### RECORDS SHOWN
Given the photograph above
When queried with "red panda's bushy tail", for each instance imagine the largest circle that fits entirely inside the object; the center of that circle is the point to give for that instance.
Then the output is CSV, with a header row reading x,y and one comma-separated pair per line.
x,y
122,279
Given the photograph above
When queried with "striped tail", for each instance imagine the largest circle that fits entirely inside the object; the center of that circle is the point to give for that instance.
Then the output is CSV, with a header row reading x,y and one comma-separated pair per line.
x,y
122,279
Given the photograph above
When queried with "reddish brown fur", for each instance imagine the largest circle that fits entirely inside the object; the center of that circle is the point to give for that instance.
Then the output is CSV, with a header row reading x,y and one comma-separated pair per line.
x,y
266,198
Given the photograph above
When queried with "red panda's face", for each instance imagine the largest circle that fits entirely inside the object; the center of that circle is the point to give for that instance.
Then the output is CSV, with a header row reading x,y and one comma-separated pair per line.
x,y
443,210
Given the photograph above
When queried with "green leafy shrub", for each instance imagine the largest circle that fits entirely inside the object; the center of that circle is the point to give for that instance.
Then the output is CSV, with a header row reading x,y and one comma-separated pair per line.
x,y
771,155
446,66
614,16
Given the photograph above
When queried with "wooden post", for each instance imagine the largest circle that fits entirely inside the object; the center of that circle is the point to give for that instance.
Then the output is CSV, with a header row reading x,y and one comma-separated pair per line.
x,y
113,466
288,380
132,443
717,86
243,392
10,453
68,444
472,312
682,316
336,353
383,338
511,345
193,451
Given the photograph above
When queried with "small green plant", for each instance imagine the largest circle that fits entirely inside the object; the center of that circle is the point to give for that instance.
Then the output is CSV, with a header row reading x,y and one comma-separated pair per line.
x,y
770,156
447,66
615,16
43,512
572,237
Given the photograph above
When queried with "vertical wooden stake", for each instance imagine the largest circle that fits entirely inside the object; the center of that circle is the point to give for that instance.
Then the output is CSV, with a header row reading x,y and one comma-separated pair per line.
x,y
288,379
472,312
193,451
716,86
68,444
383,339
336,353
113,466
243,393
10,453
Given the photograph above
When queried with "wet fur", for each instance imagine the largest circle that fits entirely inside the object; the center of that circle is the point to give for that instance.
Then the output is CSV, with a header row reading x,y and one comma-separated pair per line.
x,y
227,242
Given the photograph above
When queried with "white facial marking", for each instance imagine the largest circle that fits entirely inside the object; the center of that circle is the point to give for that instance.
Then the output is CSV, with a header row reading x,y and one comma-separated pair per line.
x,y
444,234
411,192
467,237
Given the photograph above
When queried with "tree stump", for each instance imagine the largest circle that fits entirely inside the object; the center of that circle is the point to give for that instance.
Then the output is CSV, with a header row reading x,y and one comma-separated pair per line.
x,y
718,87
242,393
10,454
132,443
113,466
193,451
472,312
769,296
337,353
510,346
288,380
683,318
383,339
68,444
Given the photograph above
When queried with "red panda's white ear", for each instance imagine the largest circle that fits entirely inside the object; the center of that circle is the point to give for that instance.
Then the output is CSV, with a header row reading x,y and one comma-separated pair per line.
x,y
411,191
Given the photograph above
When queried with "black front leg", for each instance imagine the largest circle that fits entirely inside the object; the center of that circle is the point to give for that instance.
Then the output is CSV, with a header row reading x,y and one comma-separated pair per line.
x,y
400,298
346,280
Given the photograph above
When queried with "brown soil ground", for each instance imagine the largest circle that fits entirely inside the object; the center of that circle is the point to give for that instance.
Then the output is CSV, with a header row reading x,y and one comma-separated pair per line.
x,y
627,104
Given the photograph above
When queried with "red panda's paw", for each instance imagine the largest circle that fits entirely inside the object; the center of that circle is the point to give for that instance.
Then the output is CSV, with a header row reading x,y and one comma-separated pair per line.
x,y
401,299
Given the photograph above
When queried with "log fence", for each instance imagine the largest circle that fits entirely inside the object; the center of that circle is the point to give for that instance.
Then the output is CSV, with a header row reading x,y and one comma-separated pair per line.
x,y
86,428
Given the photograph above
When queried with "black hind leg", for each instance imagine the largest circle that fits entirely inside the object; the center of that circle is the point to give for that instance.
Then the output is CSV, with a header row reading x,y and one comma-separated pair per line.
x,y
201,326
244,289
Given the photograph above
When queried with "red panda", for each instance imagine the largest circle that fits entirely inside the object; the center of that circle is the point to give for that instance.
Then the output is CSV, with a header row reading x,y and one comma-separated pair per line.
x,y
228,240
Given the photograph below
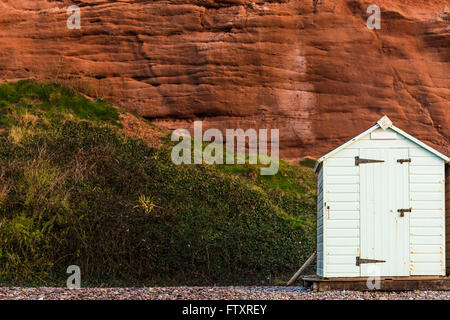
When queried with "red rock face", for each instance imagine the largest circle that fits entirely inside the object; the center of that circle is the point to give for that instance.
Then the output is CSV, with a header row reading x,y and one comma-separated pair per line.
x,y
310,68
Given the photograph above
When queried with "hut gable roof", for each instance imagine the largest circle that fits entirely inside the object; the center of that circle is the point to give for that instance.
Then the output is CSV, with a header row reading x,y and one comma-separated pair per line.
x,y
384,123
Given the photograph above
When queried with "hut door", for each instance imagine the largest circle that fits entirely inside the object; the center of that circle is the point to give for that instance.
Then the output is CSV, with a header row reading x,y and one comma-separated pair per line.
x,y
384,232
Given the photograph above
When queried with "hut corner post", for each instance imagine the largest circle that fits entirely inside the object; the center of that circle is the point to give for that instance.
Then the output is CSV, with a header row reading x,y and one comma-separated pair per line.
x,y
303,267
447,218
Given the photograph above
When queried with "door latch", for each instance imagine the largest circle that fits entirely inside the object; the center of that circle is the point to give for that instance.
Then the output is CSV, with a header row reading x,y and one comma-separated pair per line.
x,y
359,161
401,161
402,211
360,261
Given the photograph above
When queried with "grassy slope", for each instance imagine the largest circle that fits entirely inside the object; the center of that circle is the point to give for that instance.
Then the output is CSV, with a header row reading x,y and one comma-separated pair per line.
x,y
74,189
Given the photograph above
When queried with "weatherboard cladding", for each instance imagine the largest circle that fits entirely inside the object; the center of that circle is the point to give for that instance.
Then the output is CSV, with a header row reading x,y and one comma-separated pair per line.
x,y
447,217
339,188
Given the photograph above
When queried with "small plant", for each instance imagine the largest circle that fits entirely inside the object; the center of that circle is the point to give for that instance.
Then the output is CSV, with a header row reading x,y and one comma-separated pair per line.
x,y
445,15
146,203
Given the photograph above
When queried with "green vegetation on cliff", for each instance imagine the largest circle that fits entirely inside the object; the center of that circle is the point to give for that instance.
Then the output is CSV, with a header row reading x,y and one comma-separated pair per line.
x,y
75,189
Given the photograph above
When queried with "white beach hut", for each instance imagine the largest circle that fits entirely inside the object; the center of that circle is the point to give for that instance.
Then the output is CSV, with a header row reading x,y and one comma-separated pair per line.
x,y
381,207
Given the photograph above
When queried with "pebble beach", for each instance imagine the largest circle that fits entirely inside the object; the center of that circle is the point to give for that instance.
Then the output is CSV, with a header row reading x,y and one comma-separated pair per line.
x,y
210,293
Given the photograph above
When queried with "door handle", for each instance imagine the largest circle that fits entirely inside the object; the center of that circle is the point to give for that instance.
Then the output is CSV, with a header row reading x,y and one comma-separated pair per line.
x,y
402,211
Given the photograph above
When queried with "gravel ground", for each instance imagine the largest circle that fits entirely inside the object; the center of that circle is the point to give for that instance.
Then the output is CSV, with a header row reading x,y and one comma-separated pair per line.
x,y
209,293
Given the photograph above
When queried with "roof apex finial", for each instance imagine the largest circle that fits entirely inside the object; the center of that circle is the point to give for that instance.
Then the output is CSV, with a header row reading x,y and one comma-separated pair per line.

### WHAT IS BEING ASKED
Copy every entry word for word, but omit the pictures.

### CORRECT ANSWER
Given the photograph above
When queried with "red panda's bushy tail", for each instance imagine the largest circle that fits entirely inside the object; the center of that circle is the point to give for that instance.
Then the output is CSV, with a header row reading x,y and one comma-separated pair per line.
x,y
122,279
Given the photograph above
When queried with "striped tail", for each instance imagine the largest circle that fits entirely inside the object; the center of that circle is the point to give for that instance.
Then the output is CSV, with a header row reading x,y and one comma-separated pair per line.
x,y
122,279
Given the photograph above
When queried with "reddish brown fur", for each instance imagine the largest circle that fits entirely inside the object; the center of that circle is the point to give for that instance.
Then the output is CSV, with a header row reading x,y and one comma-separated pair per line.
x,y
266,198
Given the photograph above
When queried with "red panda's face", for each instance imagine the largest circle that fits entirely inside the object; the center of that circle is the point to give for that instance.
Then the output is CSV, with a header row reading x,y and one comma-separated pair per line.
x,y
443,210
Given the photograph above
When queried with "green leafy shrub", for each instance imagine the largest circle that fits entirely inside the object; the center of that circle is the point to give for that instance.
Then the output is CSV, with a header row reading x,y and one comma-separated pair per line.
x,y
771,155
446,66
614,16
Given the photograph above
When queried with "wooden post", for each instance imagine the largest circle that fits entirely inside the object; the center of that circle is the point to give for that instance.
Then the output is CSV, with a header row reading x,y and one comma-separated pair per line.
x,y
113,466
288,380
132,443
717,86
243,392
10,453
68,444
472,312
682,316
336,353
383,338
511,345
193,451
Given the photograph above
When queried with "small green plant", for each instance imagine the largest circle that fits entirely inside the object; the center of that circle is the point to give for that instance.
Then the output is CSV, with a header row reading x,y and one comma-separated pair per line.
x,y
770,156
447,66
615,16
43,512
572,237
Given the photograph above
When queried with "vertical wooden stake", for each instance imagine the largest circle that fits entirely inside the object; the center of that circle is the point to give for that instance.
Then the output is CSV, with a header row reading x,y and one comma-separated pair per line.
x,y
288,379
472,312
193,451
716,86
68,444
383,339
336,353
113,466
243,393
10,453
Given the photograph above
When queried with "wet fur", for each instance imagine the largest circle that fits entirely inside the object; the center of that circle is the point to give for that instance.
Then the output is CSV, with a header row reading x,y and one comma-separated pair per line.
x,y
227,242
Given the photograph above
When queried with "white facial marking", for each instance imagine the largest circle that fits entirely inside the object; the center of that circle is the point to give for that instance.
Then the output is CSV, with a header row reading x,y and one comma-separated pair per line.
x,y
444,234
411,192
467,237
Given the photograph above
When queried with "tree stump", for each instance imagine the largest circle that fits entirely inside the object; the center of that circle is the point to give for that instance.
Then the output is CSV, with a header row reading x,y and one comma-separated pair per line.
x,y
718,87
242,393
10,454
132,443
113,466
193,451
472,312
769,296
337,353
510,346
288,380
683,318
383,339
68,444
Given the photograph above
When queried with "red panda's white ear", for each instance imagine the largest circle that fits entirely inside the object; the center of that circle is the point to give for that instance.
Then the output is CSV, with a header row reading x,y and one comma-separated pair per line.
x,y
411,191
Given the photograph above
When queried with "black front leg", for each instance imagine the largest circle that fits entirely inside the object; the center of that circle is the point to give for that instance.
Then the output is CSV, with a header row reading x,y and one comma-separated pair per line.
x,y
400,298
346,280
Given the photograph above
When queried with "brown soil ground", for each instance imagine the largest circle that fits entirely inside the object; the center of that circle is the point to give for that instance.
Then the output is CSV, with a header row reading x,y and one comma-separated pair per line.
x,y
627,104
Given the photograph above
When queried with "red panda's paw", for each instance imagine the largest circle that fits entirely inside the object; the center of that circle is the point to give for that instance.
Then the output is CSV, with a header row reading x,y and one comma-separated pair per line.
x,y
401,299
Given the photograph above
When queried with "log fence", for each instance imagine the largest circle that fits entirely inside the object; the center of that circle is the point to give for that instance.
Then the output is CSV, with a header row reading x,y and one comma-separated pair per line.
x,y
86,428
Given the photograph above
When queried with "black hind leg", for each instance imagine the largest circle that fits entirely inside the object; the center of that circle is the point to give for that instance.
Then the output is CSV, with a header row reading x,y and one comma-separated pair per line.
x,y
201,326
244,289
Given the photograph above
When queried with "red panda", for each instance imagine the largest circle that fits entirely inside the object; the center of that circle is the point to give for that instance.
Then the output is CSV, with a header row reading x,y and one comma-separated pair per line.
x,y
228,240
Given the photograph below
When queried with "red rock face", for each instance imagine the largest circle that fits entirely inside the object; the center of that circle is the point to give for that instance.
Then the output is CSV, with a header row reading x,y and one comma-separated pair per line.
x,y
310,68
Given the photograph above
When queried with "hut gable roof", for each instance imagine the largest circle that fits entirely inside the object; the center of that circle is the point to give for that instance.
Then the output is CSV, with a header row reading x,y and one comma-separated pair per line.
x,y
384,123
Given the photograph above
When queried with "hut door", for each instance imagine the largest circle that fits entirely inside the object; the center of that circle is the point to give for that instance.
Then the output is CSV, with a header row reading x,y and one comma-separated pair per line.
x,y
384,232
Given the photograph above
When queried with "hut corner post", for each instance imagine the largest circle that fits entirely inside the object; the center of that circle is the point to give for that instance.
Then the output is CSV, with a header row reading x,y and one comma-separated pair per line.
x,y
303,267
447,218
Given the photograph above
When queried with "door latch", for each instance imagine the largest circle that fits entirely inside the object; the center of that circle is the point to give for that instance.
Then the output is CSV, with a header row reading x,y and one comma-separated pair per line.
x,y
359,161
401,161
402,211
360,261
Given the photograph above
When queried with "grassy slope", for each instance imagine the largest circle that fits entirely inside the object; the center of that circle is the point to give for that instance.
Then the output is CSV, with a header row reading x,y and one comma-separated pair per line.
x,y
74,189
Given the photograph above
When queried with "weatherboard cladding", for each instance imagine the largest circle that fits entirely inside the object; the center of that circle is the point to give for that instance.
Then the output is CSV, with a header row reading x,y and one comma-separated pair per line.
x,y
447,217
339,188
Given the photograph above
When queried with "small plant", for each instance imagine the largest circle that fits entirely inside the object; the center of that circle is the point to give for that instance.
Then the output is CSV, with a header row reading x,y and one comma-separated pair per line.
x,y
445,15
146,203
Given the photograph above
When queried with "green vegetation on cliff", for each instance imagine the largest circle that fits entirely inside the object; the center of that circle is the point to give for that instance.
Then the output is CSV, with a header row reading x,y and one comma-separated pair per line.
x,y
75,189
Given the photograph above
When queried with "white beach hut", for each instance imagine the largest circle that fits entirely inside the object; the center of that circle is the point to give for that instance.
Then the output is CSV, with a header row reading x,y and one comma-separated pair per line.
x,y
381,207
Given the photograph above
When queried with "pebble beach", for each instance imagine the largest circle that fits entirely inside the object; the center of that circle is the point to give for that instance.
Then the output is CSV, with a header row reading x,y and one comma-separated pair per line.
x,y
210,293
Given the photograph above
When queried with "door handle", for each instance imagine the largest circle that fits entirely inside the object; the center of that circle is the point to give for that instance.
Then the output is CSV, with a header row reading x,y and one comma-separated pair per line.
x,y
402,211
Given the photograph above
When queried with "gravel ground", for each instance imagine the largest circle that fits entirely inside the object; the center of that circle is the point to give for that instance.
Then the output is CSV, with a header row reading x,y and one comma-separated pair per line.
x,y
209,293
Given the photograph above
When queried with "roof apex finial", for each instance imagine the largest circle that fits entirely inside the object; the center of that circle is the point to give for that instance.
Then the output is CSV, with a header row reading x,y and one comma-separated pair per line.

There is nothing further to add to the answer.